## WHAT IS BEING ASKED
Reproduce word for word everything in the records from the line containing "Task: indicate the woman's face" down to the line containing "[(167, 106)]", including both of those lines.

## START

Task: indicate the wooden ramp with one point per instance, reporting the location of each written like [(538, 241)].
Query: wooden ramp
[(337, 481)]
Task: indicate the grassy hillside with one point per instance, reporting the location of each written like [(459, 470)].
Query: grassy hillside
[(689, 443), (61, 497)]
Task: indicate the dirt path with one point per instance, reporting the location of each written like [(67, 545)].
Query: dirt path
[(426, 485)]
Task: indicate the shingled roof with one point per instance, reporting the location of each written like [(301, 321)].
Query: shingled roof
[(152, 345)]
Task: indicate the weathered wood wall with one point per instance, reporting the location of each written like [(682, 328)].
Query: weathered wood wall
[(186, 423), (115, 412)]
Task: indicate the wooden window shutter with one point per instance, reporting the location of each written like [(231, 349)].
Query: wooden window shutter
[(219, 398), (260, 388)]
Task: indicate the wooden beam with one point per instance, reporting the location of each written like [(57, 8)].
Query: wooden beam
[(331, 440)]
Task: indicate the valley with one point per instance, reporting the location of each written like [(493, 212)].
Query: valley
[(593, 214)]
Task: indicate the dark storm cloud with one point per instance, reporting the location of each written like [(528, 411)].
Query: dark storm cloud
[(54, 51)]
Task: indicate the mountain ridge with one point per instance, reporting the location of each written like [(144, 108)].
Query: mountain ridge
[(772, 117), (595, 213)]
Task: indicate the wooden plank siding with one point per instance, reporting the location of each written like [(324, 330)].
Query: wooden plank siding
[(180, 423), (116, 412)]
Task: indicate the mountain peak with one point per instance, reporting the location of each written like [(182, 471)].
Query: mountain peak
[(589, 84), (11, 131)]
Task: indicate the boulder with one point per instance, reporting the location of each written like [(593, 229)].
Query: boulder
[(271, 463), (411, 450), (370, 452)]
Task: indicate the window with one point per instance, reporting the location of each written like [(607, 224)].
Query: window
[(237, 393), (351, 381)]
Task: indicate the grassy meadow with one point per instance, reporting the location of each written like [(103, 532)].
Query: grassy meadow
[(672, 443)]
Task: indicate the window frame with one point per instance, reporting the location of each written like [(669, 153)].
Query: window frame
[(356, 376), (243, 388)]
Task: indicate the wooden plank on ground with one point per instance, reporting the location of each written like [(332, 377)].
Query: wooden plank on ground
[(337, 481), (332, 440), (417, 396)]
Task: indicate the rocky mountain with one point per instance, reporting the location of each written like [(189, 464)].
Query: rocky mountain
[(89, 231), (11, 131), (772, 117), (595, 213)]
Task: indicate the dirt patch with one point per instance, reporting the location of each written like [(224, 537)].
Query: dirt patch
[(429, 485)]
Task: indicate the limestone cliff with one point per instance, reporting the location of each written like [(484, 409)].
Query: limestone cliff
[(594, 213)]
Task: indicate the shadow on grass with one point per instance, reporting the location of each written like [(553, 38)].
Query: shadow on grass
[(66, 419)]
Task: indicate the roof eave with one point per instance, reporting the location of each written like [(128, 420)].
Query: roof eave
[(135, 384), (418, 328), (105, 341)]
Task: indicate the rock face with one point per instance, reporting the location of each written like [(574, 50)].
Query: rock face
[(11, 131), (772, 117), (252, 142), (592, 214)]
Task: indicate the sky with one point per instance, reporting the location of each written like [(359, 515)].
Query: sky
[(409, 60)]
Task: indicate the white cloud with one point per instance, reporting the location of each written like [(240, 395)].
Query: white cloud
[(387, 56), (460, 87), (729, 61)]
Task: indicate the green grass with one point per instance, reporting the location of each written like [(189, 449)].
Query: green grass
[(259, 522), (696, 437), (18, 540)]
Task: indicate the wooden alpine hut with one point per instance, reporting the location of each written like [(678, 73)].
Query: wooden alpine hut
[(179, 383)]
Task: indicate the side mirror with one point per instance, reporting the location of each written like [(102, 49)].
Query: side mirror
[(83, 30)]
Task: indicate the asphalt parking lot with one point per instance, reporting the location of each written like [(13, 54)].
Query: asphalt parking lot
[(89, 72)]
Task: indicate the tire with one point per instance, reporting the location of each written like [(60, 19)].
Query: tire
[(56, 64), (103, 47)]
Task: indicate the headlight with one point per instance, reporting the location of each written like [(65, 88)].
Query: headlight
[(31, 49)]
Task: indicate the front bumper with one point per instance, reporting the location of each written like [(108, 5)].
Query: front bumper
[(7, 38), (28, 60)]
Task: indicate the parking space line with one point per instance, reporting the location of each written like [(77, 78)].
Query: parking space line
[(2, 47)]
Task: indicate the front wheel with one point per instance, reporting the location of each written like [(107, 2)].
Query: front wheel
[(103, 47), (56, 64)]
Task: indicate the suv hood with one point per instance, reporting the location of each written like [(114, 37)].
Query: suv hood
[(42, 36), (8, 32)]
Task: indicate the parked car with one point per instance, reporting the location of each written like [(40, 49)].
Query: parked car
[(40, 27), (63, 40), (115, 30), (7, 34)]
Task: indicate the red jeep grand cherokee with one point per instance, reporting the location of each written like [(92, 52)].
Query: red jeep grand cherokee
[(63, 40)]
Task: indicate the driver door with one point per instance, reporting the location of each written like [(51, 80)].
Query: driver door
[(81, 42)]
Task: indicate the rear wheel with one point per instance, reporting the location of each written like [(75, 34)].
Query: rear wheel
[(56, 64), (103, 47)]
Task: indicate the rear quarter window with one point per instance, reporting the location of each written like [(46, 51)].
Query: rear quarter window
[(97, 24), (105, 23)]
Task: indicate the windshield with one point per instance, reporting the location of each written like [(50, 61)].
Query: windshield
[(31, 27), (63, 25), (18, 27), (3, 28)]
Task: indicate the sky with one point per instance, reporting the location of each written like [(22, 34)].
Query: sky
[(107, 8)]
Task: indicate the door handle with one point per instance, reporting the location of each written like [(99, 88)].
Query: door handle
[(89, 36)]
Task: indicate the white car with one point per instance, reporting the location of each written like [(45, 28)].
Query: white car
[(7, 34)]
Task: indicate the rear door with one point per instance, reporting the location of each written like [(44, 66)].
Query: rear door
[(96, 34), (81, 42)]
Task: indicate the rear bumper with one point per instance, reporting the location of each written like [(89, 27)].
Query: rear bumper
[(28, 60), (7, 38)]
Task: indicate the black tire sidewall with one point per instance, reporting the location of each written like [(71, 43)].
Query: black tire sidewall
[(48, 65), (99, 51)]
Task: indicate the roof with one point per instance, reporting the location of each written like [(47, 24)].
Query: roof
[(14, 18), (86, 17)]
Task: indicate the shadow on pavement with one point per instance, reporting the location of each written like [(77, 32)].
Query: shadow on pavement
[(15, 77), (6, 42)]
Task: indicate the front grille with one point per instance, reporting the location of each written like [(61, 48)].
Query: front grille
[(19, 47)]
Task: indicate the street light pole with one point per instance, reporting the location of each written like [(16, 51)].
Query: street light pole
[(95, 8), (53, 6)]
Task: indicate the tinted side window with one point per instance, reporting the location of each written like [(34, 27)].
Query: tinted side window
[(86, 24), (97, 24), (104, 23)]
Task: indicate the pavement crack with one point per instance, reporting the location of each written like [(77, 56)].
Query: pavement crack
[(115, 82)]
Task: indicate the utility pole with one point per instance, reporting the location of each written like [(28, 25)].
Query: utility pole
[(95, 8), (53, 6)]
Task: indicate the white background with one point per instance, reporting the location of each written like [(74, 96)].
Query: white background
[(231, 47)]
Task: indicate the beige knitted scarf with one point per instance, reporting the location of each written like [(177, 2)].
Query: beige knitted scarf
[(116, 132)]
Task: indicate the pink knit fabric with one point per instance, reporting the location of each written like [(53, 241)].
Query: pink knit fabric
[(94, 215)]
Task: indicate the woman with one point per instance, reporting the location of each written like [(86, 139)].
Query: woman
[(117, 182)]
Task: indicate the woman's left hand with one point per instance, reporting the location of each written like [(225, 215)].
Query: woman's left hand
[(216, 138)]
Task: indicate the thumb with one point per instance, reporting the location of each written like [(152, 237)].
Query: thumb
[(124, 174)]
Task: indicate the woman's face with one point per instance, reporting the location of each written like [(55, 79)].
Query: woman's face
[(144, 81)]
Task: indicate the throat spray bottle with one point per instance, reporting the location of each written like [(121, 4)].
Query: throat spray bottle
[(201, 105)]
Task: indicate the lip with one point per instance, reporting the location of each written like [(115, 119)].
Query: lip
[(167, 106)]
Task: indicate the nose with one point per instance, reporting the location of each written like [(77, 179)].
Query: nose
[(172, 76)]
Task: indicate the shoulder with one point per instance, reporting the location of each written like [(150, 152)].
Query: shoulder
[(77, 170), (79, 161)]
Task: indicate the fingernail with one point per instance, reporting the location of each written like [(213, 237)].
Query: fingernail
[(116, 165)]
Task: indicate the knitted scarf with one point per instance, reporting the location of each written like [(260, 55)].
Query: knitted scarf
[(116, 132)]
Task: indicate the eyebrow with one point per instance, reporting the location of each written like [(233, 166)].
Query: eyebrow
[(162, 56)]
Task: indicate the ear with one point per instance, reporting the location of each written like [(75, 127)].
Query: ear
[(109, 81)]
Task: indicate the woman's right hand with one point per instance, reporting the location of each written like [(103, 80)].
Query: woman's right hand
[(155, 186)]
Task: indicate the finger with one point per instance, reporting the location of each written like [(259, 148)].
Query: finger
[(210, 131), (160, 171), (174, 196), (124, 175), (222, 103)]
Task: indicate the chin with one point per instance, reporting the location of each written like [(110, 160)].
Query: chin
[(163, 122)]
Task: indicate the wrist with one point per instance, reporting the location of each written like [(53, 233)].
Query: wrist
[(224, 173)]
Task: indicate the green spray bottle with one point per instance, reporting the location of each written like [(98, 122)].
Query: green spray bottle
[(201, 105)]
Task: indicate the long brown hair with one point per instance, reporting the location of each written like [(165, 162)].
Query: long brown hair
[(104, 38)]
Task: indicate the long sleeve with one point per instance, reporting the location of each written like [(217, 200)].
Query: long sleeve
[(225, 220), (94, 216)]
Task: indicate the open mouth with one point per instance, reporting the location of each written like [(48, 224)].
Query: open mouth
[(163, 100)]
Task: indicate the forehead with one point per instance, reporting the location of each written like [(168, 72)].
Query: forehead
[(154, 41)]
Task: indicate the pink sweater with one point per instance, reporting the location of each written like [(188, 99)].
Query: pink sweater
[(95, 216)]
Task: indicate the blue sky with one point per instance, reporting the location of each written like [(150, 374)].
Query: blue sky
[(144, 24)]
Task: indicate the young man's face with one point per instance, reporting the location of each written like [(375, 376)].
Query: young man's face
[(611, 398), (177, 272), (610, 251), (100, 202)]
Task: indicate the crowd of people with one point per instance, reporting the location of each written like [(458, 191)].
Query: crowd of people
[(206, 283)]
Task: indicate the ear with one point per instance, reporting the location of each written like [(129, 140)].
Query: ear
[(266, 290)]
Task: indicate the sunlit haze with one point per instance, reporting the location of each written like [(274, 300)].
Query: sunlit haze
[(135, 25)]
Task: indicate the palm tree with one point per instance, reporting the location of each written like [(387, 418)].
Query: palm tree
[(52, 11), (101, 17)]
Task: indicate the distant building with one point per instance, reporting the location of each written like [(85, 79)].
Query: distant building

## END

## ANSWER TO THE EXERCISE
Task: indicate the woman's face with one point per instance, reporting the location of each written like [(55, 79)].
Query: woman's face
[(144, 81)]
Task: indicate the throat spray bottle with one point per instance, reporting the location of each written like [(121, 4)].
Query: throat spray bottle
[(201, 105)]
Task: indicate the lip with one point per instance, reporting the location of each written like [(115, 119)].
Query: lip
[(167, 106)]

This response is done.